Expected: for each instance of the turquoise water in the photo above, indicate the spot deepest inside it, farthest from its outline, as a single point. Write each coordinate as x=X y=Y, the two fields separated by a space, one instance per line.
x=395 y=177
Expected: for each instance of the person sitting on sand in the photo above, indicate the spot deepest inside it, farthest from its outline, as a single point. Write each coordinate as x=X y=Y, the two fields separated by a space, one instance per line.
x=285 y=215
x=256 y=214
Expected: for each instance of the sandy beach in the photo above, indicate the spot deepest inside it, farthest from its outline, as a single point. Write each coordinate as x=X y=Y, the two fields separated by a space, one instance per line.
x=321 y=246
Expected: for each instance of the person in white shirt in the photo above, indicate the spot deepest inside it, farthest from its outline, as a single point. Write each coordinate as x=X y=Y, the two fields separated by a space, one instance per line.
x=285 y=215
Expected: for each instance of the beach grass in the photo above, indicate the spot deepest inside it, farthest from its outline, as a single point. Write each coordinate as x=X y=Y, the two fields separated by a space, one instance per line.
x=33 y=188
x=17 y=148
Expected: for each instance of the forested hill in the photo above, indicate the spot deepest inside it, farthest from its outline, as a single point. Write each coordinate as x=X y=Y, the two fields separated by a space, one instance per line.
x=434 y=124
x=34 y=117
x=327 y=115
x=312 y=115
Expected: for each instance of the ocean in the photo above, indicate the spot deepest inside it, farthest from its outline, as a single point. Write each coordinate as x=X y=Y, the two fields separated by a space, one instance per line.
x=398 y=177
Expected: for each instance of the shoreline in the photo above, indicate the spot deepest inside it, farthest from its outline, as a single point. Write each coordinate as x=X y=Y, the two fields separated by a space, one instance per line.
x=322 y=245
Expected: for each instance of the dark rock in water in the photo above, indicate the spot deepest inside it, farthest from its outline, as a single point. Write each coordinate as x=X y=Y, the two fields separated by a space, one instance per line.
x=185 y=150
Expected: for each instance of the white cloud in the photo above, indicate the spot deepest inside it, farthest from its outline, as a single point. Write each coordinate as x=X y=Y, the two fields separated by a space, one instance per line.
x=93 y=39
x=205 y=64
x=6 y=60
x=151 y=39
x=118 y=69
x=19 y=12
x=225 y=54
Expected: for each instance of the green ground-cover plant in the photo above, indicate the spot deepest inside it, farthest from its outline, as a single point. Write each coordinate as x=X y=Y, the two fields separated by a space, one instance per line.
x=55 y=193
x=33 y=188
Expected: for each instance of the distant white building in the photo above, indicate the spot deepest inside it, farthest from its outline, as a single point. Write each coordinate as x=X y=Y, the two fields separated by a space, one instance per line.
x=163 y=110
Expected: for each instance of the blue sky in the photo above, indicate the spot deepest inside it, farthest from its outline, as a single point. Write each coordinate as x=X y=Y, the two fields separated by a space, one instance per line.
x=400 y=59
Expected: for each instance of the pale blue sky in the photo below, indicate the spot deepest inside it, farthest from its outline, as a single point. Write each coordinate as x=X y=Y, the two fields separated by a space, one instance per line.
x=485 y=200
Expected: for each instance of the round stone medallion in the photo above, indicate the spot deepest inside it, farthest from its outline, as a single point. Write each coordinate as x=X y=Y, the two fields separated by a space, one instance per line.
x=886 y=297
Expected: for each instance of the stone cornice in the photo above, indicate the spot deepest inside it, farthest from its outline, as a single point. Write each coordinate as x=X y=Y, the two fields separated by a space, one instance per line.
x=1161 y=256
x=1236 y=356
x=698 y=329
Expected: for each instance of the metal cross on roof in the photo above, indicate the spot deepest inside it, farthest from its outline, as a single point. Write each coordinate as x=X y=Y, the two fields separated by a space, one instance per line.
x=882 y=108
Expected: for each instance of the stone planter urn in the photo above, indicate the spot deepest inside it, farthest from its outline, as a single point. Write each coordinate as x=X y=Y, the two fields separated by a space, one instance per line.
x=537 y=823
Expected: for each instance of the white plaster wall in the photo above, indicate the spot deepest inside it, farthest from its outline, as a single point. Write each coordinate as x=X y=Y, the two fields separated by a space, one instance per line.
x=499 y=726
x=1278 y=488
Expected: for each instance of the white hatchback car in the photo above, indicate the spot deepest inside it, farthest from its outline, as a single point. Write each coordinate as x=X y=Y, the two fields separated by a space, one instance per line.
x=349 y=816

Problem: The full set of lines above should be retyped without a single change.

Solution below:
Expected: for each instance of the turquoise water in the photo above, indicate the spot deepest inside it, farthest from its outline, as a single point. Write each coordinate as x=X y=Y, the two fields separated by a space, one instance per line.
x=395 y=177
Expected: for each instance of the person sitting on sand in the photo above, indicate the spot deepest inside it, farthest from its outline, as a single point. Write each coordinate as x=X y=Y, the two fields separated by a space, one instance per line.
x=285 y=215
x=256 y=214
Expected: for each instance of the sandy beach in the photo above, indicate the spot deepest inside it, farthest from its outline, as a single point. Write each coordinate as x=X y=Y, the two fields separated by a space, one instance per line.
x=321 y=246
Expected: for each instance of the person in white shirt in the photo above, indicate the spot deepest inside it, farthest from its outline, as a single point. Write each coordinate as x=X y=Y, the two fields separated by a space, one instance per line.
x=285 y=215
Expected: for each instance of the beach grass in the photo above, indicate the spot deepest inside it, farthest from its outline, as a single point. Write each coordinate as x=X y=Y, the two fields separated by a space, one instance per line.
x=33 y=188
x=17 y=148
Expected: for each instance of the forested hill in the photo above, indicate the spot deepest inside it, farthest from its outline, as a single point. Write each coordinate as x=X y=Y, the two fields separated by a space, one instance per line.
x=434 y=124
x=34 y=117
x=327 y=115
x=312 y=115
Expected: for each instance of the ocean in the photo above, indicate the spot deepest inside it, farthest from its outline, as a single point. Write each coordinate as x=X y=Y, the two fields separated by a space, one instance per line.
x=398 y=177
Expected: for each instance of the shoreline in the photo above, indicate the spot deepest inside it, farthest from its outline, as a single point. Write each coordinate as x=X y=Y, the two fields separated by a space, one instance per line.
x=322 y=245
Expected: for each instance of the dark rock in water in the photo above, indicate the spot deepest inside it, farthest from its outline, as a single point. Write each coordinate as x=X y=Y, the two fields separated by a space, one instance per line.
x=185 y=150
Expected: for each instance of the white cloud in the photo above, indicate the spot deepest inside it, farthest from its outline, as a single point. Write each coordinate as x=X y=Y, the two fields separated by a space, one instance per line.
x=93 y=39
x=205 y=64
x=6 y=60
x=151 y=39
x=118 y=69
x=19 y=12
x=225 y=54
Expected: for each instance of the green ground-cover plant in the photo above, indicate the spot deepest inside it, farthest from its outline, as a single point. Write each coordinate as x=X y=Y, the two fields separated by a space, one instance per line.
x=55 y=193
x=33 y=188
Expected: for each instance of the distant white building in the photo above, indicate the spot deepest inside it, farthest from its outline, as a single point. Write each coordinate as x=X y=Y, the two fields separated by a space, one instance per line.
x=163 y=110
Expected: for each instance of the blue sky in the photo above, indicate the spot deepest inside it, farthest from its outline, as a single point. Write each coordinate as x=X y=Y, the two fields separated by a space, one instance per line.
x=400 y=59
Expected: for each instance of the pale blue sky in the photo below, indicate the spot deepest inside it, farthest from its outline, as a single point. Write each coordinate as x=X y=Y, the two fields separated by a space, one instance per line.
x=485 y=200
Expected: for each instance of the round stone medallion in the photo above, indicate the spot deepest inside it, farthest from its outline, as a single point. Write each coordinate as x=X y=Y, the two fields separated by a space, one instance per line.
x=886 y=297
Expected: for each instance of the stone cornice in the photo above, indicate the spot deepest inside it, farthest from its outline, as a single point. Write each coordinate as x=X y=Y, the two fields separated by a space, one instance per line.
x=1161 y=256
x=1236 y=356
x=698 y=329
Expected: for each instance of the metal cross on roof in the photo above, indicate the spot deepest inside it, farthest from its outline, as a single point. Write each coordinate as x=X y=Y, the two fields separated by a space, one instance per line.
x=882 y=108
Expected: for each instance of the stone planter urn in the photo above, indicate the spot deepest inside it, farthest from its outline, as a single point. Write each coordinate as x=X y=Y, the two fields separated by a space, one instance per line.
x=537 y=823
Expected: for each instance of the white plaster wall in the photo above, indicate the spot deepest inside it, farthest from its outline, as a single point. Write each coordinate as x=X y=Y, the two fields separated by a space, one instance per line.
x=499 y=726
x=1278 y=488
Expected: for each instance of the white hatchback car in the photo above, indicate the spot deepest inside it, farthest from its outline, as a single point. Write each coordinate as x=X y=Y, the two fields separated by a space, one instance per line.
x=349 y=816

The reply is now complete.